### Work to complete
Pictures aside, repeat every entry exactly.

Begin Data supplied

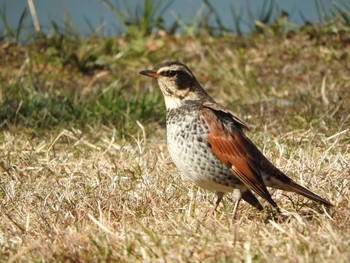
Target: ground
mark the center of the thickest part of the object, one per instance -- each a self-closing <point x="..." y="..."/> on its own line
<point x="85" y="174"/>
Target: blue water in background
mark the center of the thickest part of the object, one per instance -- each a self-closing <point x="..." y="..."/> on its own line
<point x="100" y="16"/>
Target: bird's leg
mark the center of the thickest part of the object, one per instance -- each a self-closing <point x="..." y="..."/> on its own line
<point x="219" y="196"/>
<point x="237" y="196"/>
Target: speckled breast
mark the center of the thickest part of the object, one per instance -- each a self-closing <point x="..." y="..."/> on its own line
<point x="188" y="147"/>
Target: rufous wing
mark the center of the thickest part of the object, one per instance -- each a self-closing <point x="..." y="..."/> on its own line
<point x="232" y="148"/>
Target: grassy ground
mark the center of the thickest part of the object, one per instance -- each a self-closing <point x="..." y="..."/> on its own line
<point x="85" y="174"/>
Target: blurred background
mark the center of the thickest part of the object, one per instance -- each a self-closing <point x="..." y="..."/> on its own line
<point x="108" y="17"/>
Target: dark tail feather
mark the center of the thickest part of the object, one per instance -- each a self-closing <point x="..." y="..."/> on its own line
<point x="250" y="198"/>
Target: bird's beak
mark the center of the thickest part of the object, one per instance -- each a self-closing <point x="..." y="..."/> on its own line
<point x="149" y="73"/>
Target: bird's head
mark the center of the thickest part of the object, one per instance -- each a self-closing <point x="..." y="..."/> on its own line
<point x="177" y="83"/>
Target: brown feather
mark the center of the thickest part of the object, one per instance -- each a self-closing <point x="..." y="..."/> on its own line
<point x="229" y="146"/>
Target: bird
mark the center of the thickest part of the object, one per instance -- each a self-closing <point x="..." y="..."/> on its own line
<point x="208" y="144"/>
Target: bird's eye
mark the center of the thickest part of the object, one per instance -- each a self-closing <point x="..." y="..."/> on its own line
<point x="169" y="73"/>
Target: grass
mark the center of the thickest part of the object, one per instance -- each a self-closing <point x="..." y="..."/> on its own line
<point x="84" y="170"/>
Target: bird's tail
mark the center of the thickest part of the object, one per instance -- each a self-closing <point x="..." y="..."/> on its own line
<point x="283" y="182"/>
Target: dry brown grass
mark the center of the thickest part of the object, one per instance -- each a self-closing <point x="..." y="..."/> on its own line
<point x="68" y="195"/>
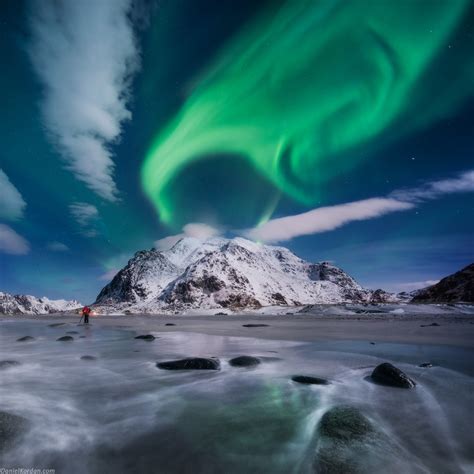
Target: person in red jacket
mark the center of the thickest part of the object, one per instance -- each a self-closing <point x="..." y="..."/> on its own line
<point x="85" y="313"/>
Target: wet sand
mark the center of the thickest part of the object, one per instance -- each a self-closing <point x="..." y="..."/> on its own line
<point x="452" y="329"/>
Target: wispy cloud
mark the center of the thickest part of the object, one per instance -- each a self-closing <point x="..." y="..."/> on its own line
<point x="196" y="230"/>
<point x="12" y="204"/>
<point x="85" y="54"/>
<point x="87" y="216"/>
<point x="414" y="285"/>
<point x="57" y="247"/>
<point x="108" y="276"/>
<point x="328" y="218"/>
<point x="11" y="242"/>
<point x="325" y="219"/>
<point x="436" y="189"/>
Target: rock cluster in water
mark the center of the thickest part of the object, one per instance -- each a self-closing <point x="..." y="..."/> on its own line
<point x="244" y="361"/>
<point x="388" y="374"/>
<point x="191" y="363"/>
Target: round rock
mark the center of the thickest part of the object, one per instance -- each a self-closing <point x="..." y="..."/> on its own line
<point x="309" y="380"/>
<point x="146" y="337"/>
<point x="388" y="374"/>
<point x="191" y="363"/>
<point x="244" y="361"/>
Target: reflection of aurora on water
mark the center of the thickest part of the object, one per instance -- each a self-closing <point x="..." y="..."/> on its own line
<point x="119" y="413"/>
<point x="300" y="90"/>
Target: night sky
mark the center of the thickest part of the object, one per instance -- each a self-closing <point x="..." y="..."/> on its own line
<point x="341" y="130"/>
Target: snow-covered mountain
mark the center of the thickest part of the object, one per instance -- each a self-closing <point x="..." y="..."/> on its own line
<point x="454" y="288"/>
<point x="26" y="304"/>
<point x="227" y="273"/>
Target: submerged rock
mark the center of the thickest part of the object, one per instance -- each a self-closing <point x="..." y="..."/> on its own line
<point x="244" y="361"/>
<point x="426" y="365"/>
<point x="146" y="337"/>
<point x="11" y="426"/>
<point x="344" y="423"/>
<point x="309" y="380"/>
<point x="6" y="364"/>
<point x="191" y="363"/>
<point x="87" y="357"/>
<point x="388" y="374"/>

End Data supplied

### Reply
Target: ground
mark the center of the thickest part of the object, one per instance -- each a self-closing <point x="..." y="..."/> on its own line
<point x="85" y="174"/>
Target: blue water in background
mark the center of the thickest part of the object, one per instance -- each a self-closing <point x="..." y="..."/> on its own line
<point x="100" y="16"/>
Target: bird's leg
mark the center of the thickest part of the object, one per instance -- each a self-closing <point x="..." y="..."/> on its own line
<point x="219" y="196"/>
<point x="237" y="196"/>
Target: speckled breast
mark the center of the thickest part of the object, one per instance -- each a self-closing <point x="..." y="..."/> on its own line
<point x="188" y="147"/>
Target: rufous wing
mark the center of the thickest part of the object, one per instance -- each a self-closing <point x="..." y="..."/> on its own line
<point x="232" y="148"/>
Target: grassy ground
mark the center of the thickest part of the object, one per instance -- each a self-closing <point x="..." y="..."/> on its own line
<point x="85" y="174"/>
Target: blurred background
mark the center of the thickest part of the object, one per instance -- each a self-closing <point x="..." y="..."/> on its own line
<point x="108" y="17"/>
Target: dark tail feather
mark the center of the thickest part of the object, one per instance -- each a self-closing <point x="..." y="..."/> on its own line
<point x="250" y="198"/>
Target: bird's beak
mark the center of the thickest part of the object, one per instance -- each a self-closing <point x="..." y="..."/> on its own line
<point x="149" y="73"/>
Target: bird's head
mark the center of the thickest part of the object, one per instance -- each a self-closing <point x="..." y="..."/> on its own line
<point x="177" y="83"/>
Target: brown feather
mark the center of the thickest part of the object, one per instance -- each a self-closing <point x="..." y="..."/> on its own line
<point x="229" y="146"/>
Target: bird
mark the center of the thickest part of the object, one per instance -- each a self-closing <point x="..." y="..."/> on its own line
<point x="208" y="144"/>
Target: bird's eye
mark the center of the thickest part of the object, one per instance -- each a self-closing <point x="..." y="..."/> on its own line
<point x="169" y="73"/>
Target: grass
mark the center of the thickest part of the object, one per instance -- each a self-closing <point x="..." y="..."/> on its own line
<point x="84" y="170"/>
Target: bird's tail
mark the center of the thickest part of the object, one per instance -- each a self-closing <point x="..." y="..."/> on its own line
<point x="283" y="182"/>
Target: dry brown grass
mark the center of the thickest part of the object, one per instance -- each a self-closing <point x="..." y="..."/> on its own line
<point x="68" y="195"/>
Target: person in red jacket
mark the center of the thickest part of the object, one per instance -- each a self-closing <point x="..." y="..."/> on its own line
<point x="85" y="313"/>
Target: wet sand
mark the center of the thickest part of the object, one per instance -- each a self-closing <point x="..." y="..."/> on its own line
<point x="452" y="329"/>
Target: wispy cloud
mark the center of the thickest part of the object, one per instance -- each a self-closing <point x="..." y="..."/> on its own line
<point x="196" y="230"/>
<point x="12" y="204"/>
<point x="85" y="54"/>
<point x="87" y="216"/>
<point x="414" y="285"/>
<point x="57" y="247"/>
<point x="108" y="276"/>
<point x="328" y="218"/>
<point x="11" y="242"/>
<point x="325" y="219"/>
<point x="436" y="189"/>
Target: rock cluster in water
mark the center of the thickest part of the object, one per instance -- each a self-closing <point x="..." y="..."/> on its own line
<point x="244" y="361"/>
<point x="388" y="374"/>
<point x="191" y="363"/>
Target: round rock
mark the center of the thickest part of the object, one per instance -- each a self-closing <point x="..." y="..."/> on its own line
<point x="309" y="380"/>
<point x="146" y="337"/>
<point x="388" y="374"/>
<point x="191" y="363"/>
<point x="244" y="361"/>
Target: reflection of aurora on water
mark the center of the thickest part of the object, one per instance -- each a self-closing <point x="..." y="..."/> on its own line
<point x="119" y="413"/>
<point x="300" y="90"/>
Target: night sky
mark the center of the thickest part of the object, one per instance -- each a self-closing <point x="..." y="..."/> on its own line
<point x="341" y="130"/>
Target: snow-covered mountain
mark the center of the thickest part of the object, one per instance -- each a self-closing <point x="..." y="..."/> on its own line
<point x="454" y="288"/>
<point x="26" y="304"/>
<point x="227" y="273"/>
Target: submerged rock
mark the center of the thickest part of the object, one per instance -- each a self-closing <point x="..." y="..."/> on its own line
<point x="244" y="361"/>
<point x="426" y="365"/>
<point x="146" y="337"/>
<point x="11" y="426"/>
<point x="344" y="423"/>
<point x="309" y="380"/>
<point x="6" y="364"/>
<point x="191" y="363"/>
<point x="87" y="357"/>
<point x="388" y="374"/>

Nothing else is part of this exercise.